[課題 1]
造血幹細胞移植の文章では、末梢血から採取した細胞の移植を何と呼んでいますか。
[課題 2]
造血幹細胞移植の文章を、最後の文に続けて書き継いでください。

[選択テキスト]
'''
幹細胞移植

造血幹細胞移植

 血液のがんに罹患すると、抗がん剤治療や放射線療法を実施します。しかし通常の抗がん剤治療や放射線療法では治癒しない場合があり、より大量の抗がん剤や放射線が必要となります。しかしその治療は骨髄中の正常の造血幹細胞にも影響を及ぼし、白血球減少、貧血、血小板減少などの造血障害を引き起こします。また造血幹細胞自身が病気におかされ、正常に造血が行れなかったり、重い免疫不全などに陥る場合があります。「同種造血幹細胞移植」は、これらの原因で障害された造血幹細胞を健康な人(ドナー)の造血幹細胞に置き換える治療法です。骨髄から採取した細胞の移植を「骨髄移植」、末梢血から採取した細胞の移植を「末梢血幹細胞移植」、さい帯血を用いるものを「さい帯血移植」といいます。
'''
[表示データ]
'''
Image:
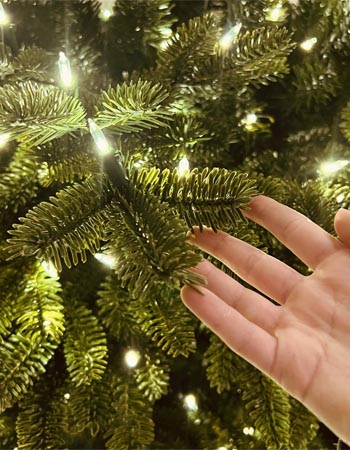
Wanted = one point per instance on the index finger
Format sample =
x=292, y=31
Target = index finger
x=308, y=241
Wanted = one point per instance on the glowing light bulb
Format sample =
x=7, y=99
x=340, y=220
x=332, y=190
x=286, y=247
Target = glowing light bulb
x=106, y=14
x=4, y=138
x=107, y=260
x=333, y=166
x=340, y=198
x=276, y=14
x=184, y=166
x=65, y=70
x=49, y=268
x=132, y=358
x=308, y=44
x=4, y=18
x=230, y=37
x=250, y=119
x=190, y=402
x=99, y=138
x=249, y=431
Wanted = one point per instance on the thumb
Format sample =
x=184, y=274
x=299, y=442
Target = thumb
x=342, y=225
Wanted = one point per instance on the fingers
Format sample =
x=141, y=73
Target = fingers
x=241, y=335
x=251, y=305
x=342, y=226
x=267, y=274
x=304, y=238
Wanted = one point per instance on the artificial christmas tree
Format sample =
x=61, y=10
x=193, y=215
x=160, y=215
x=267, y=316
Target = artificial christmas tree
x=100, y=111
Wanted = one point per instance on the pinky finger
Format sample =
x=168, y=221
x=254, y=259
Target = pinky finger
x=242, y=336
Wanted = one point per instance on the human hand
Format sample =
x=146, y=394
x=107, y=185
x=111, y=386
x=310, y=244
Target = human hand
x=304, y=342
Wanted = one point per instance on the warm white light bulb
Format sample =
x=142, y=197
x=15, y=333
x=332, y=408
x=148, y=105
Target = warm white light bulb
x=276, y=13
x=184, y=166
x=106, y=14
x=4, y=18
x=190, y=402
x=107, y=260
x=250, y=119
x=230, y=37
x=49, y=268
x=65, y=70
x=308, y=44
x=4, y=138
x=333, y=166
x=99, y=138
x=132, y=358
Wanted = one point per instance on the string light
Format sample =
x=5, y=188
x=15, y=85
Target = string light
x=65, y=70
x=49, y=268
x=308, y=44
x=249, y=121
x=276, y=13
x=105, y=14
x=333, y=166
x=184, y=166
x=132, y=358
x=4, y=138
x=230, y=37
x=248, y=431
x=4, y=18
x=99, y=138
x=340, y=198
x=107, y=260
x=190, y=402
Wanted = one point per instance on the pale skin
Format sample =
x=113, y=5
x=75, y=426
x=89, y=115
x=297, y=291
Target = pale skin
x=303, y=343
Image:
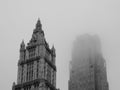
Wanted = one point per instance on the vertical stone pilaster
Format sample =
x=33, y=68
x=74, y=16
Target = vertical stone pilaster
x=35, y=70
x=27, y=54
x=37, y=51
x=19, y=74
x=55, y=78
x=41, y=68
x=25, y=72
x=32, y=88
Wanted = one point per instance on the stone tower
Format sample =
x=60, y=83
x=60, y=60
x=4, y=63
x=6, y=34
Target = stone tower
x=87, y=67
x=36, y=65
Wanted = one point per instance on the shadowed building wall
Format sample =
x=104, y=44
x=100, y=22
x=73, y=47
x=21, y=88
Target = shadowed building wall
x=87, y=67
x=36, y=65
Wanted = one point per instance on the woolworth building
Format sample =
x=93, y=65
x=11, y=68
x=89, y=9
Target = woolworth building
x=36, y=64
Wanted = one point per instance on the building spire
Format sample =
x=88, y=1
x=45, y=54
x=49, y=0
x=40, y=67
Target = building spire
x=38, y=24
x=22, y=46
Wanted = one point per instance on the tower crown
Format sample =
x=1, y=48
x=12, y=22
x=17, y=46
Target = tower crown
x=38, y=24
x=22, y=46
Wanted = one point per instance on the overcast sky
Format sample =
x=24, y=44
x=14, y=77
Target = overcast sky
x=63, y=21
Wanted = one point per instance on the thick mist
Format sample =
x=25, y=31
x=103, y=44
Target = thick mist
'''
[解答 1]
「末梢血幹細胞移植」と呼んでいます。

[解答 2]
骨髄移植と末梢血幹細胞移植は、わが国では血縁者間移植としてそれぞれ1万件以上、非血縁者間骨髄移植が2万件以上、さい帯血移植も1万件以上すでに行われています。また患者さん自身の造血幹細胞を移植する自家移植の件数は3万件以上に達しています。
造血幹細胞は基本的には骨髄に存在しますが、G-CSF(顆粒球コロニー刺激因子)を投与すると、骨髄から全身の血液中に流れ出すことがあります。この流れ出した造血幹細胞を「末梢血幹細胞」と呼んでいます。また、赤ちゃんとお母さんを結ぶへその緒のことをさい帯と呼びますが、さい帯と胎盤の中に含まれるさい帯血にも造血幹細胞が存在し移植に用いられます。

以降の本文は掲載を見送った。